Given text:
## BEGIN
The Crimean Tatar writer Cengiz Dağcı is one of the most underestimated novelists of the Second World War, with over 22 books on his beloved Crimea and its long suffering through world wars and Soviet oppression. He, like all Crimean Tatars of the time, suffered greatly. He was forced to leave his home and family when he was only 22. Despite being interned by the Nazis he managed to survive and, after liberation, made the arduous journey to London through a war-ravaged Europe. He would never return to his homeland again. Although he made a life in London, his heart was in Crimea. When he died at the age of 92, his body was transferred to his homeland through the cooperation of the Turkish, Ukrainian and British states.

Photograph of Cengiz Dagci

Photograph of Cengiz Dağcı by Zafer Karatay (reproduced with kind permission)

Dağcı was born, the fourth of eight children, on 9 March 1919 in Gurzuf, Crimea. His family moved to Kızıltaş from Gurzuf when he was a small boy. Located on the Simferopol - Yalta route, their house (which still stands today) has a beautiful, big, tranquil garden facing Ayi Dağı (Bear Mountain). Yalta has breathtaking landscapes and deep historical roots. Pushkin, Chekhov and Tolstoy were among many world-famous Russian authors, artists, and poets who lived in the city.

Photograph of Bear Mountain

Photograph of Bear Mountain by Melek Maksudoglu

After the Bolshevik Revolution and establishment of the Soviet Union, private houses were confiscated. The Dağcı family house was seized and three Russian families were settled in it. In 1931, Cengiz Dağcı’s father, Seyt Omer Dagci, was arrested on account of complaints made by a neighbour that the family was not cooperating with Stalin’s collectivisation policy and had hidden goods from the Soviet. Seyt Omer Dagci was labelled an enemy of the state and sent to the Gulag. The policy of collectivisation and the mismanagement of resources led to one of the biggest famines in Ukraine from 1932 to 1933. The Dagci family somehow survived.

A year later, Dagci’s father was released from prison and decided to move his family to Akmescit (Simferopol) from Kiziltas to avoid subsequent humiliation. The family’s new squalid and miserable lodgings are mentioned in Dagci’s memoirs, Letters to my Mother where he writes: “I see, mother, how you are saddened. This move to a miserable place reflects on your face. But how brave you were there and how you turned to God even more”.

Literatura krymsʹkykh tatar cover

A.E. Krymskii, Literatura krymsʹkykh tatar = Kʺyrymtatarlarnynʺ edebiiaty = Literatura krymskikh tatar (Simferopolʹ, 2003). YF.2006.a.11536. A Ukrainian-Tatar-Russian anthology of Crimean Tatar literature from the 20th century

Dagci continued his schooling in Akmescit and started writing short stories. He loved poetry and his early poems were published in 1936 in Crimea’s youth journal Gençlik Mecmuası. His early writings include one poem praising Stalin and the Soviet regime, but in his memoirs he admits that he was asked to write in such a manner. Another poem he wrote about Hansaray (a palace of the Crimean Khanate, the Turkic state which existed from the mid 15th to the late 18th century) in Bakcesaray, which is entitled ‘Söyleyin Duvarlar’ (‘Walls! Talk to us’), was published in the literary journal Edebiyat Mecmuası in Crimea in 1939 and glorifies the Crimean Khanate.
## END
Provided records:
## BEGIN
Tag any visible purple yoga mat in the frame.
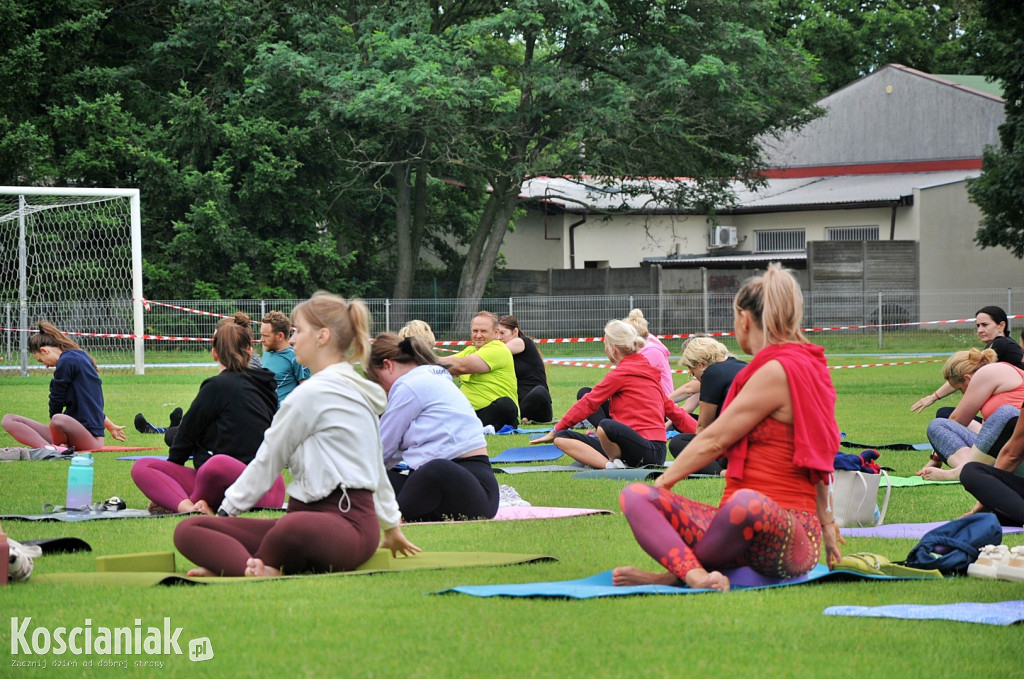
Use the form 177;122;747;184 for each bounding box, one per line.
841;521;1024;540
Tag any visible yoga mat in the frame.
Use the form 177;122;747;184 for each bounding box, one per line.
839;440;932;451
0;509;184;522
18;538;92;556
840;521;1024;540
434;563;933;599
28;552;558;587
882;474;959;489
572;465;721;481
402;507;612;525
490;443;562;464
493;465;583;474
572;467;666;481
823;601;1024;625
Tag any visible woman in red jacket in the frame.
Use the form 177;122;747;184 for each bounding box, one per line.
530;321;696;469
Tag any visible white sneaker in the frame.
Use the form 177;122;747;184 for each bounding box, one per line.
967;545;1011;580
995;545;1024;583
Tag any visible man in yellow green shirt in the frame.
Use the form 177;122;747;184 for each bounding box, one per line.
438;311;519;430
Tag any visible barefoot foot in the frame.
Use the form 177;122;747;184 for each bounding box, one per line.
686;568;729;592
188;566;220;578
246;557;281;578
611;566;682;587
193;500;216;516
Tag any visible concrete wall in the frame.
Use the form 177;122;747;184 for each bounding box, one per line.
914;182;1024;325
764;66;1006;167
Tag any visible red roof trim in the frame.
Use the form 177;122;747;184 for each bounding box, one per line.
## END
What to work on:
- A) Reproduce word for word the part of the Cengiz Dağcı text from "A.E. Krymskii, Literatura" to "the Crimean Khanate.".
- B) Name every Russian author the Cengiz Dağcı text says lived in Yalta.
- C) Write the next part of the Cengiz Dağcı text, picking up after its final sentence.
The material has no connection to the Cengiz Dağcı text.

Answers in order:
- A)
A.E. Krymskii, Literatura krymsʹkykh tatar = Kʺyrymtatarlarnynʺ edebiiaty = Literatura krymskikh tatar (Simferopolʹ, 2003). YF.2006.a.11536. A Ukrainian-Tatar-Russian anthology of Crimean Tatar literature from the 20th century

Dagci continued his schooling in Akmescit and started writing short stories. He loved poetry and his early poems were published in 1936 in Crimea’s youth journal Gençlik Mecmuası. His early writings include one poem praising Stalin and the Soviet regime, but in his memoirs he admits that he was asked to write in such a manner. Another poem he wrote about Hansaray (a palace of the Crimean Khanate, the Turkic state which existed from the mid 15th to the late 18th century) in Bakcesaray, which is entitled ‘Söyleyin Duvarlar’ (‘Walls! Talk to us’), was published in the literary journal Edebiyat Mecmuası in Crimea in 1939 and glorifies the Crimean Khanate.

- B) Pushkin, Chekhov, Tolstoy

- C)
In his second year at university, Dagci enlisted in the Soviet Army and fought shoulder to shoulder with Soviet citizens, consisting of ethnicities such as Ukrainian, Uzbek, Kirgyz, and Tajik. In 1941 he was captured and became a prisoner of war. Throughout his imprisonment, he refused to collaborate with the German troops. When the war ended he tried to return to his homeland but to his dismay the roads were closed. He wanted to go back to his home, finish his studies, and become a good school teacher.

Cover of XX. yüzyılda Kırım with a photograph of 'The Swallow's Nest', a decorative castle located at Gaspra near Yalta.

Feyzi Rahman Yurter, XX. yüzyılda Kırım (Turkey, [1998?]). ITA.2000.a.6. This work, ‘20th-century Crimea’, examines the experience of Crimean Tatar POWs in the Second World War.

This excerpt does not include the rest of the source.